→ **Text to read**
Unpixelated existentialism is best. (Nick Laugher photo)
Unpixelated existentialism is best. (Nick Laugher photo)

There is a wonderful, grainy solipsism in analog film. A warm blanket of black flecks, maudlin grey tones and softened skies.

We’re told digital is more lifelike, and it is in a way, but only in response to our rapid-firing, savagely shortened attention spans and ferociously fast-paced lives. We don’t have the time to coddle, treasure and develop that *one* archetypal image.

We need a hundred of them. In rapid succession. Oh, and we need them by noon, and then we’d like to edit out the flaws.

Now this might be an overarching and antagonistic statement, yes, but there is certainly no shortage of people who think their iPhone is a perfectly acceptable replacement for a nice, cumbersome and chromed-out 1970s Pentax.

Despite what all the talk about megapixels and shooting in raw will lead you to believe, analog film actually has a much richer detail and higher resolution than our current digital technology allows for. Negatives are also a direct copy of the image unfolding before us, a medieval-like trickery of light that captures a complete moment or situation. Digital photos are a binary code representation of life; they’re an approximation.

Don’t get me wrong, they’re getting very good at approximating, but there’s a reason that we refer to film as “analog” photography. True to the etymology, it’s a literal copy in every sense of the word.

→ **Information provided**
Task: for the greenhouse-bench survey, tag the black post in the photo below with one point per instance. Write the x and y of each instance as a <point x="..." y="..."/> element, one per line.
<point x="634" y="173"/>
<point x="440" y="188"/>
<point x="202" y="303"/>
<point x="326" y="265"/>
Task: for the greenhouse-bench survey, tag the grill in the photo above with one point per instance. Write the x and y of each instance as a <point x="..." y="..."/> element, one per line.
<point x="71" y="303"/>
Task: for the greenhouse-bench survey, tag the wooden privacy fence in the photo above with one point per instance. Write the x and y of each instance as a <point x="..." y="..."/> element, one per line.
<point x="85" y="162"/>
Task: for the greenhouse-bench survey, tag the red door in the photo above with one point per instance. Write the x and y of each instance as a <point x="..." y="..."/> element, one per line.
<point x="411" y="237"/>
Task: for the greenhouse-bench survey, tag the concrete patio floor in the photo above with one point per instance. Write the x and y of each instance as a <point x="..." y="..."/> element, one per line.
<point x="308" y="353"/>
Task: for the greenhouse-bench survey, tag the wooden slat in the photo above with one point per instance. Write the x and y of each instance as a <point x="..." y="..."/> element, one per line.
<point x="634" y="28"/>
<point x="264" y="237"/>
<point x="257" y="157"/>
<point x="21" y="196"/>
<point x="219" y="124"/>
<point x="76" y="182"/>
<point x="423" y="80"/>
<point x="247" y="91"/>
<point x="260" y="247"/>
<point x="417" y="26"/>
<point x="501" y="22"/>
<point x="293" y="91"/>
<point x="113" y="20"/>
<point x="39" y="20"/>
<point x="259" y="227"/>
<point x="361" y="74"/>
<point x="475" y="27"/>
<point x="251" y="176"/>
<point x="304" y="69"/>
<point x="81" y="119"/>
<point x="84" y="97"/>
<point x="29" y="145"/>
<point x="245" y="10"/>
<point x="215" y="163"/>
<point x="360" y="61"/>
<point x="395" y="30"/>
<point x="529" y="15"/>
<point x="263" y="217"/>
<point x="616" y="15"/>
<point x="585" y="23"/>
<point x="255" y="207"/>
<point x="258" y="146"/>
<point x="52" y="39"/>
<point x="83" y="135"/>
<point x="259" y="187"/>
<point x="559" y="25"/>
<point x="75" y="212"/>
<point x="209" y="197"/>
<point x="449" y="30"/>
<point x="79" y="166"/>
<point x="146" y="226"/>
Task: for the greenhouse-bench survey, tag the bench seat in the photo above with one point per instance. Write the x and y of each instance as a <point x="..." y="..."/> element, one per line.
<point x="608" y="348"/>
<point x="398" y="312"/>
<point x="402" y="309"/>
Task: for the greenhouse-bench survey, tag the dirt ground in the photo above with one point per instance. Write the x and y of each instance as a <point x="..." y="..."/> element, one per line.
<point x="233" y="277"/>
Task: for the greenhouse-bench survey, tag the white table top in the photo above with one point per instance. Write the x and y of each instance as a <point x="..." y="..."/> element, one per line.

→ **Work required**
Extend the piece on analog film photography, picking up right after its last sentence.

→ **The output**
Though, that’s not to discount digital. Digital cameras can deal with much higher speeds and sensitivities than film, and are much more desirable when there’s low light. They’re also clearly the best choice for super-speed sports photography or rapid-fire, rabble-rousing protest shots. Digital cameras are speed adjustable with a flick of a button; a film camera requires the choreful changing of the film to alter the speed.

A digital photograph is more of a slice-of-life document—at least, that’s what Daniel Rathers, a NSCAD student, tends to believe.

“Digital technology is more accessible now and plays a huge role in how people communicate. People have iPhones that have thousands of images on them and how people interact with those images is shaped by their immateriality,” he says.

To him, film is still a much more intuitive and expressive artistic medium than digital.

“Film is different in that it is tied to a physical object. It has a texture you can touch and chemical properties that can be unpredictable. I think it’s possible because of those attributes that you get to relinquish control in a way that you can’t with digital. This can change how we interpret the image.”

“I mean, I wouldn’t quote any of that though. It’s all boring shit. Ask Bryson, he probably has a good anecdote…” he says, meandering off the thought and on to a wine-soaked shoot in his kitchen.

But he’s got a point. Let’s be honest, your average flash-soaked two megabyte .jpeg is going to look like a jagged, washed-out piece of garbage next to a properly developed roll of film; critical moments and mummified time hang in a murky darkroom, immortalized in stoic black and white 8x10s.

Digital photography is well-suited for our agitated, anxious age of capturing every instant and documenting every dodgy hamburger we find in front of us, but it still has a long way to go.

There is a physical, immersive and almost mystical quality in film. You’re channeling a nostalgic evocation of the past with a memorable chunk of the present. There are textures and smells, bizarre lighting and chemical reactions and in some ways, it’s more an occult practice than an art form.

But I’ll be damned if I don’t love a broken umbrella in black and white.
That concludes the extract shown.